━━━ Source information ━━━
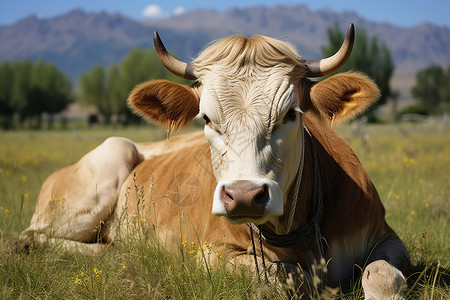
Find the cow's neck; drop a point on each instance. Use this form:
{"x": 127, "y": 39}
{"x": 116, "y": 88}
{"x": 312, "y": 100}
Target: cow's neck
{"x": 305, "y": 232}
{"x": 300, "y": 207}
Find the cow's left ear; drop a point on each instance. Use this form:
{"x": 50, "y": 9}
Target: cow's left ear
{"x": 166, "y": 103}
{"x": 343, "y": 96}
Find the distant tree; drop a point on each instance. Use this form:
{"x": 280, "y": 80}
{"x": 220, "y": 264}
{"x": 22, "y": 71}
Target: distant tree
{"x": 93, "y": 91}
{"x": 29, "y": 90}
{"x": 369, "y": 56}
{"x": 21, "y": 89}
{"x": 6, "y": 105}
{"x": 50, "y": 91}
{"x": 108, "y": 89}
{"x": 432, "y": 89}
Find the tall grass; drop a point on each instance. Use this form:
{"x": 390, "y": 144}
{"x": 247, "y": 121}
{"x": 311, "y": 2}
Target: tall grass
{"x": 409, "y": 165}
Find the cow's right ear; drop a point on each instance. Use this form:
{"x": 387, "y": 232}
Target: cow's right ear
{"x": 166, "y": 103}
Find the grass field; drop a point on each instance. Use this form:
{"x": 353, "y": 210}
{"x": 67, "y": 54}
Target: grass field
{"x": 409, "y": 164}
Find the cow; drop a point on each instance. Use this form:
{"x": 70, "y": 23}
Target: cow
{"x": 268, "y": 166}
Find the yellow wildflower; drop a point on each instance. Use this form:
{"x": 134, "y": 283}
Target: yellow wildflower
{"x": 97, "y": 272}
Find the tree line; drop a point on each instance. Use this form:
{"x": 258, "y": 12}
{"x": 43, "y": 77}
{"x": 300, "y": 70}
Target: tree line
{"x": 29, "y": 90}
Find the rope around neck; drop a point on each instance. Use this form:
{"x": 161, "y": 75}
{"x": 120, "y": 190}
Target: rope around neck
{"x": 297, "y": 184}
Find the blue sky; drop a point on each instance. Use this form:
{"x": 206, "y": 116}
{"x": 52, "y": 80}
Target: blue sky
{"x": 402, "y": 13}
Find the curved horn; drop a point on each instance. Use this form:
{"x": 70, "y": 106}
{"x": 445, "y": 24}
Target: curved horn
{"x": 179, "y": 68}
{"x": 322, "y": 67}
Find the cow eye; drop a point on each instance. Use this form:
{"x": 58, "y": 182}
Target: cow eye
{"x": 289, "y": 116}
{"x": 207, "y": 121}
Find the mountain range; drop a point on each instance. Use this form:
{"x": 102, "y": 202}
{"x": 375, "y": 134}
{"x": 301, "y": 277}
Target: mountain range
{"x": 76, "y": 41}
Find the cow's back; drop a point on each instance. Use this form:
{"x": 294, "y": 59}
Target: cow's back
{"x": 176, "y": 186}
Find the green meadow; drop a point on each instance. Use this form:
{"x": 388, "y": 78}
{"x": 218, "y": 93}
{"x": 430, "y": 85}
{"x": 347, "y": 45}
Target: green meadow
{"x": 409, "y": 164}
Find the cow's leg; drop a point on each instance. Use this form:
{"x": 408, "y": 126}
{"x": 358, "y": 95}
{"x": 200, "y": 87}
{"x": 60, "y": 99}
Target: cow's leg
{"x": 384, "y": 276}
{"x": 75, "y": 201}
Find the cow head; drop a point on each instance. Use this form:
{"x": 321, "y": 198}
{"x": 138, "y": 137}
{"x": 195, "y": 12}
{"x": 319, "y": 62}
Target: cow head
{"x": 252, "y": 93}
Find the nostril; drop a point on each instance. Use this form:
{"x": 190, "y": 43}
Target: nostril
{"x": 263, "y": 197}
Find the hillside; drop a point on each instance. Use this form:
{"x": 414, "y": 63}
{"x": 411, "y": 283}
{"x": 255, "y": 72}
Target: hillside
{"x": 76, "y": 41}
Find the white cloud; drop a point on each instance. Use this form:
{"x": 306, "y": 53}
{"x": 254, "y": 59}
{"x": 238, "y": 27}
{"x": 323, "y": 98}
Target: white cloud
{"x": 152, "y": 11}
{"x": 179, "y": 10}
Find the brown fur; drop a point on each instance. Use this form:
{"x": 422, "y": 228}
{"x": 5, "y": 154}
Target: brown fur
{"x": 178, "y": 175}
{"x": 167, "y": 103}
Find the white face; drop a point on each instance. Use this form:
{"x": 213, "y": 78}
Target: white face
{"x": 254, "y": 131}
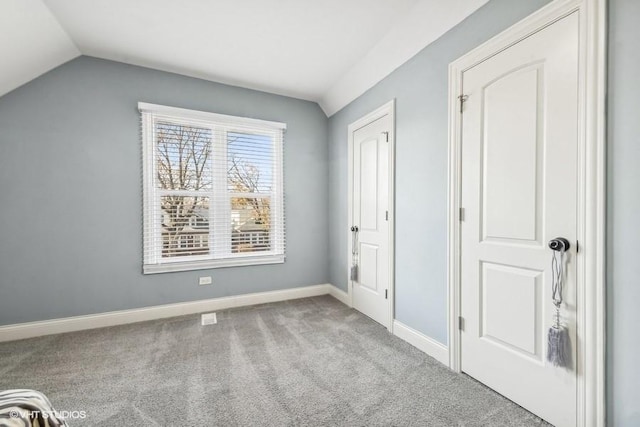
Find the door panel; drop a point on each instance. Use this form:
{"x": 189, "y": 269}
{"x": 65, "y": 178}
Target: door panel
{"x": 519, "y": 190}
{"x": 370, "y": 175}
{"x": 512, "y": 141}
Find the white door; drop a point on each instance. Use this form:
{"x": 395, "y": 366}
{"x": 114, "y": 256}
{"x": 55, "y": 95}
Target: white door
{"x": 370, "y": 205}
{"x": 519, "y": 190}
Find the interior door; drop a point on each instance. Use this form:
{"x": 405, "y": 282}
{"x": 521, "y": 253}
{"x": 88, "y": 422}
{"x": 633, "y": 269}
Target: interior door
{"x": 370, "y": 234}
{"x": 519, "y": 190}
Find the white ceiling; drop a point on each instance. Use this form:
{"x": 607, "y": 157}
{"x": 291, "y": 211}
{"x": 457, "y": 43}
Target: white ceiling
{"x": 328, "y": 51}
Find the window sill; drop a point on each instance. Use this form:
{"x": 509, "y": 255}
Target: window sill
{"x": 212, "y": 263}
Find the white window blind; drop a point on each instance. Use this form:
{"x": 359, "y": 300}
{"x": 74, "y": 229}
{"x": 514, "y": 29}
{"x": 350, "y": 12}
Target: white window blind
{"x": 213, "y": 190}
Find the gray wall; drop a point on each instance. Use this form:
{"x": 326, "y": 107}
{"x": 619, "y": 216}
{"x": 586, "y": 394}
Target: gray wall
{"x": 624, "y": 204}
{"x": 420, "y": 89}
{"x": 70, "y": 168}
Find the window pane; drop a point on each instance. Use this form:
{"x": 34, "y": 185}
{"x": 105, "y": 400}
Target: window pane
{"x": 250, "y": 163}
{"x": 185, "y": 226}
{"x": 183, "y": 157}
{"x": 250, "y": 224}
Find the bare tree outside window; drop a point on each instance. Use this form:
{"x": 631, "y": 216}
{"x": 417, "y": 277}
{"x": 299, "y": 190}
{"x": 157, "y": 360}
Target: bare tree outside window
{"x": 184, "y": 168}
{"x": 183, "y": 165}
{"x": 250, "y": 180}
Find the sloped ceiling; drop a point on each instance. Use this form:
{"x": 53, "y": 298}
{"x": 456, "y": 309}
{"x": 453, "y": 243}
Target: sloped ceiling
{"x": 328, "y": 51}
{"x": 32, "y": 42}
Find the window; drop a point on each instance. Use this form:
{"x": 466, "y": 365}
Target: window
{"x": 213, "y": 190}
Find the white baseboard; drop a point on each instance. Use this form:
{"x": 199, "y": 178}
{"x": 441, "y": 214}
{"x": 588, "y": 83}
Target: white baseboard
{"x": 433, "y": 348}
{"x": 101, "y": 320}
{"x": 340, "y": 295}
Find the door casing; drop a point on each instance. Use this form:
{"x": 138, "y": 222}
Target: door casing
{"x": 386, "y": 109}
{"x": 591, "y": 368}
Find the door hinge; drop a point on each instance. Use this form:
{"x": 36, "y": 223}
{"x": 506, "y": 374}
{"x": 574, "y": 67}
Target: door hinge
{"x": 463, "y": 99}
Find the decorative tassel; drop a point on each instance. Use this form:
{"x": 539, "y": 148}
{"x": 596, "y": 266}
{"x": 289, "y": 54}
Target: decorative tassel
{"x": 559, "y": 346}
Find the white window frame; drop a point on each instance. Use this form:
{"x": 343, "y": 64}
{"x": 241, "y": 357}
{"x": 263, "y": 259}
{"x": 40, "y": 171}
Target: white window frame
{"x": 221, "y": 255}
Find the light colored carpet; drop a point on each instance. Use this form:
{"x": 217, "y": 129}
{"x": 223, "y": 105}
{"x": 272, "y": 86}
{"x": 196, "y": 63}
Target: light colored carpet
{"x": 311, "y": 362}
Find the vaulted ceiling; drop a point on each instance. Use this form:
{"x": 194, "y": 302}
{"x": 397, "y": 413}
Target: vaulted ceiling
{"x": 328, "y": 51}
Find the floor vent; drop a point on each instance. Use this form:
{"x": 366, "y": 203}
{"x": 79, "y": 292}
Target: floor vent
{"x": 209, "y": 319}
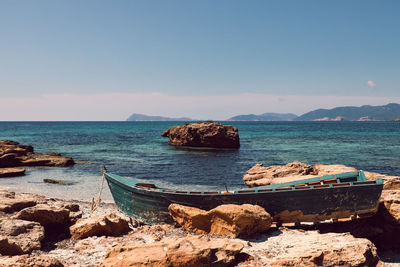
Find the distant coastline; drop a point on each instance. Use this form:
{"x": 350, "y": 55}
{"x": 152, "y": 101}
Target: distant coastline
{"x": 389, "y": 112}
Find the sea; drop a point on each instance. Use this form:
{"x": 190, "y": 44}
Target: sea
{"x": 136, "y": 149}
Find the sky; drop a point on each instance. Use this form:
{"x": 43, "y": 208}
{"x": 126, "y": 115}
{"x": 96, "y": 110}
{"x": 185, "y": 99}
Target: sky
{"x": 104, "y": 60}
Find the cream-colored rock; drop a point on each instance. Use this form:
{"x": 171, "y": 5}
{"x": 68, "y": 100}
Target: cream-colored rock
{"x": 107, "y": 225}
{"x": 46, "y": 215}
{"x": 310, "y": 248}
{"x": 19, "y": 237}
{"x": 172, "y": 251}
{"x": 31, "y": 261}
{"x": 233, "y": 220}
{"x": 260, "y": 175}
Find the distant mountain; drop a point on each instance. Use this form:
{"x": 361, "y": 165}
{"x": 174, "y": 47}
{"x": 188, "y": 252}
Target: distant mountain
{"x": 141, "y": 117}
{"x": 388, "y": 112}
{"x": 265, "y": 117}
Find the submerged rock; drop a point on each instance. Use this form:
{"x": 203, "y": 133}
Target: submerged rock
{"x": 232, "y": 220}
{"x": 13, "y": 154}
{"x": 172, "y": 251}
{"x": 47, "y": 215}
{"x": 203, "y": 134}
{"x": 11, "y": 172}
{"x": 107, "y": 225}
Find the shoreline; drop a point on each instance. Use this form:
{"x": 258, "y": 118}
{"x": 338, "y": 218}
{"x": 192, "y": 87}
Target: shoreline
{"x": 92, "y": 251}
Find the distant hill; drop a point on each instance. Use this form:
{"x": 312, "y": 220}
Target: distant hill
{"x": 388, "y": 112}
{"x": 141, "y": 117}
{"x": 265, "y": 117}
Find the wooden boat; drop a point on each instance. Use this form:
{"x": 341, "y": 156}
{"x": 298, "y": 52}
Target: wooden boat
{"x": 346, "y": 195}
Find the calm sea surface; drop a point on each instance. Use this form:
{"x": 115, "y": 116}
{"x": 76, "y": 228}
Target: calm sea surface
{"x": 136, "y": 149}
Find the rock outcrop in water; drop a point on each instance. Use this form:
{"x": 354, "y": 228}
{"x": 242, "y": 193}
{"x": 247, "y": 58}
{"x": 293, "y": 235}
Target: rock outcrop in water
{"x": 27, "y": 241}
{"x": 260, "y": 175}
{"x": 13, "y": 154}
{"x": 203, "y": 134}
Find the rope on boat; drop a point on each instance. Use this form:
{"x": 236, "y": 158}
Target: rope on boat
{"x": 96, "y": 204}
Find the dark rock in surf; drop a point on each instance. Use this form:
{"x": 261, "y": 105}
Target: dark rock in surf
{"x": 203, "y": 134}
{"x": 13, "y": 154}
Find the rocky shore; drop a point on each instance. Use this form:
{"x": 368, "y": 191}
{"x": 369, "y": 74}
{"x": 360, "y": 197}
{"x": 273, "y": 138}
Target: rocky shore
{"x": 40, "y": 231}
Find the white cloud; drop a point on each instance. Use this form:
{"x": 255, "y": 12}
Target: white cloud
{"x": 371, "y": 83}
{"x": 119, "y": 106}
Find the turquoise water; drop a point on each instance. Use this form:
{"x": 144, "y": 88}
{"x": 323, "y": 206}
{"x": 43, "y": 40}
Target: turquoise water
{"x": 136, "y": 149}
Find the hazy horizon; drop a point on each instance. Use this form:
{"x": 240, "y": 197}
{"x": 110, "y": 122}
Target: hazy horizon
{"x": 103, "y": 61}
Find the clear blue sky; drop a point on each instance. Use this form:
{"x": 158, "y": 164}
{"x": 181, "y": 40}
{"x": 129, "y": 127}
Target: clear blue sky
{"x": 199, "y": 49}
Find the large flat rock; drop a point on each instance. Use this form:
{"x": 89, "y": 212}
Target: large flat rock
{"x": 203, "y": 134}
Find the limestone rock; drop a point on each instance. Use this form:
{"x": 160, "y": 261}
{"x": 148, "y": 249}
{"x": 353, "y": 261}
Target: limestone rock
{"x": 108, "y": 225}
{"x": 310, "y": 248}
{"x": 203, "y": 134}
{"x": 31, "y": 261}
{"x": 19, "y": 236}
{"x": 233, "y": 220}
{"x": 11, "y": 172}
{"x": 172, "y": 251}
{"x": 260, "y": 175}
{"x": 13, "y": 154}
{"x": 46, "y": 215}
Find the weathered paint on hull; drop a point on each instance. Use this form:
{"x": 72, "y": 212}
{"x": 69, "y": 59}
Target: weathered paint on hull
{"x": 308, "y": 205}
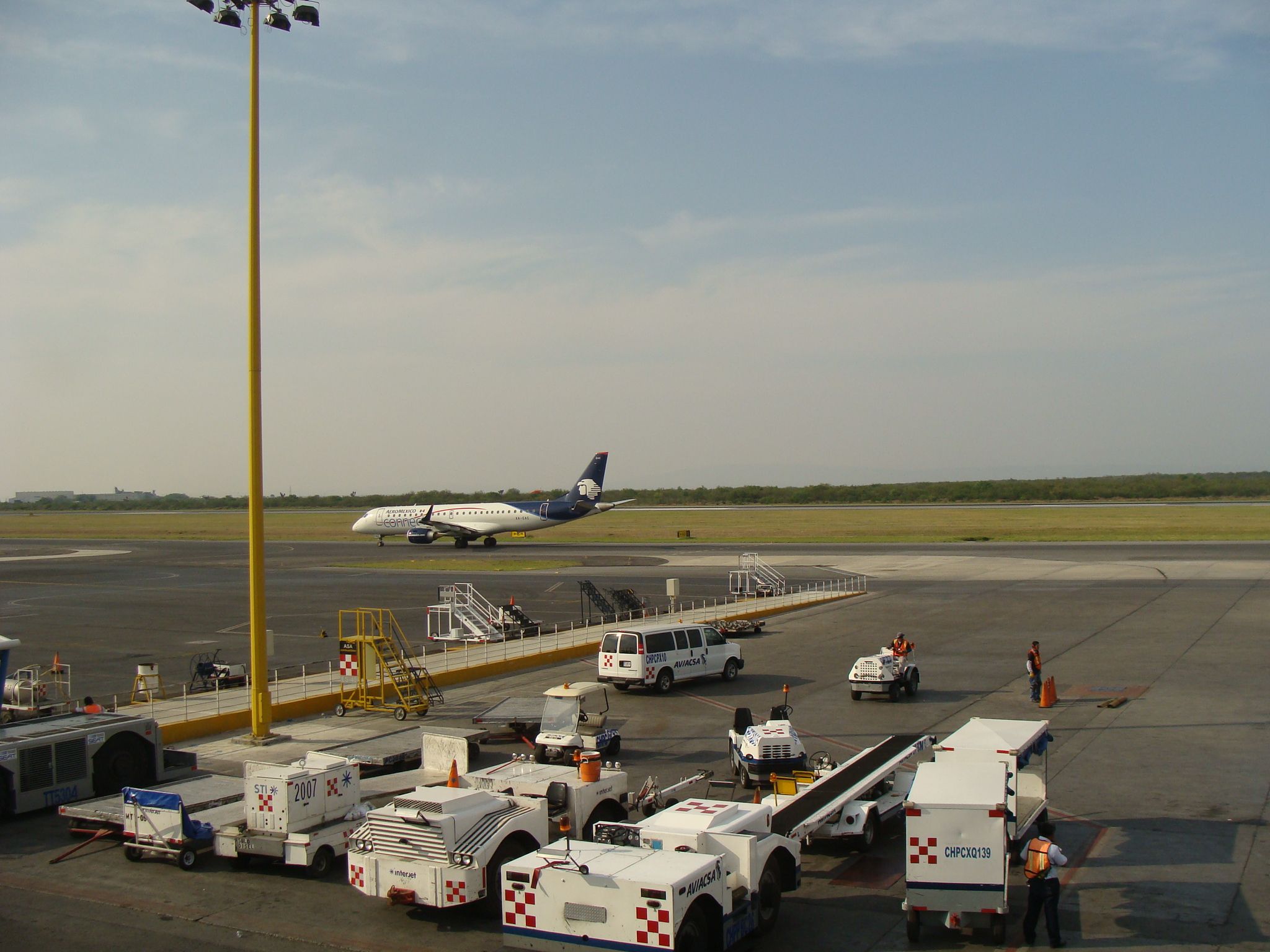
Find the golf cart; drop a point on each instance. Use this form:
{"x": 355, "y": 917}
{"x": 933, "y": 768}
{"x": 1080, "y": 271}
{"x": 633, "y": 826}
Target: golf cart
{"x": 573, "y": 720}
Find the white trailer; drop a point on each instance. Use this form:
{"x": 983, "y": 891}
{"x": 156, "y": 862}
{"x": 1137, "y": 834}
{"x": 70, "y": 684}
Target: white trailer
{"x": 300, "y": 814}
{"x": 1021, "y": 747}
{"x": 958, "y": 857}
{"x": 443, "y": 845}
{"x": 853, "y": 801}
{"x": 700, "y": 875}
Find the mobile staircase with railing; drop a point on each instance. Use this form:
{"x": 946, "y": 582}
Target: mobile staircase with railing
{"x": 374, "y": 649}
{"x": 596, "y": 602}
{"x": 464, "y": 615}
{"x": 753, "y": 578}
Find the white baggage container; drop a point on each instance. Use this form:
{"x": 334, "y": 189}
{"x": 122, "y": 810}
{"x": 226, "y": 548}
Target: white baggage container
{"x": 294, "y": 798}
{"x": 1020, "y": 746}
{"x": 958, "y": 858}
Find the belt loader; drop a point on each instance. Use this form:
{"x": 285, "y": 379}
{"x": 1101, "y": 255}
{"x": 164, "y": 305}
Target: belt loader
{"x": 300, "y": 814}
{"x": 850, "y": 803}
{"x": 446, "y": 845}
{"x": 700, "y": 875}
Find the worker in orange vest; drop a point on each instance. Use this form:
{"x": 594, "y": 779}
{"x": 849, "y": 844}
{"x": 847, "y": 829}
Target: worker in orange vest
{"x": 1034, "y": 671}
{"x": 1043, "y": 858}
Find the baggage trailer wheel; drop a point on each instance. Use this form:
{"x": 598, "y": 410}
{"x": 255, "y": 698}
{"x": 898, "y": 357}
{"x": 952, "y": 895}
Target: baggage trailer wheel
{"x": 913, "y": 926}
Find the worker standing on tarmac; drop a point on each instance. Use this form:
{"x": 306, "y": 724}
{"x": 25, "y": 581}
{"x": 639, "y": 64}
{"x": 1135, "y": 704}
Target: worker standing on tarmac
{"x": 1034, "y": 671}
{"x": 1043, "y": 858}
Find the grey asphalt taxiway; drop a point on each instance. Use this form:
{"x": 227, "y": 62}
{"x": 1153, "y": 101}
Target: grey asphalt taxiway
{"x": 1161, "y": 803}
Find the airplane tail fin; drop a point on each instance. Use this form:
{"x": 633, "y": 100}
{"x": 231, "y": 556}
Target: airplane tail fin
{"x": 588, "y": 487}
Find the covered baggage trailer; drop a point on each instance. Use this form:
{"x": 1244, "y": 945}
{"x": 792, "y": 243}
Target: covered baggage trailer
{"x": 1021, "y": 747}
{"x": 957, "y": 848}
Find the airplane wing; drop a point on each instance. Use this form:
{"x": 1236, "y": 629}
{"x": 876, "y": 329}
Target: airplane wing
{"x": 445, "y": 528}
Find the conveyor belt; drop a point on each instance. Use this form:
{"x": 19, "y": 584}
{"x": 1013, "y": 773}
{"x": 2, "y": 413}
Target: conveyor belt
{"x": 815, "y": 798}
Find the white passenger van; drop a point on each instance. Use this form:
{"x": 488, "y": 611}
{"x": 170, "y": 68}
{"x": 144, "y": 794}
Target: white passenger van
{"x": 662, "y": 656}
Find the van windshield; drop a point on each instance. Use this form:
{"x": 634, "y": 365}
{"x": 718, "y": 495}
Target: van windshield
{"x": 561, "y": 715}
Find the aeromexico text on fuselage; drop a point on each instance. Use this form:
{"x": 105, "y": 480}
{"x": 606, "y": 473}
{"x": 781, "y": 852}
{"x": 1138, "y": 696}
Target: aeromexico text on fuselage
{"x": 469, "y": 521}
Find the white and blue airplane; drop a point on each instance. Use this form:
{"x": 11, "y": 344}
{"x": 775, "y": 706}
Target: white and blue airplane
{"x": 465, "y": 522}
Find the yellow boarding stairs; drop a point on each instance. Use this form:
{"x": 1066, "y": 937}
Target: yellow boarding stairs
{"x": 374, "y": 648}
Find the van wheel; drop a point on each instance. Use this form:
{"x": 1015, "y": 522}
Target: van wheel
{"x": 769, "y": 897}
{"x": 665, "y": 681}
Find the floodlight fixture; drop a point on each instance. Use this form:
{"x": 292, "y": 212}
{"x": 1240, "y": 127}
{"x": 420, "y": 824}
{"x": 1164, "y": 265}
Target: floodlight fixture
{"x": 228, "y": 17}
{"x": 304, "y": 13}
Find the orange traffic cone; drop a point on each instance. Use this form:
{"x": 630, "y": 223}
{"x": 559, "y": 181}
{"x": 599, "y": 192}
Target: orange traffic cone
━━━
Activity: Tally the lines of the records above that contain the word "cone". Give only the total.

Problem solution: 2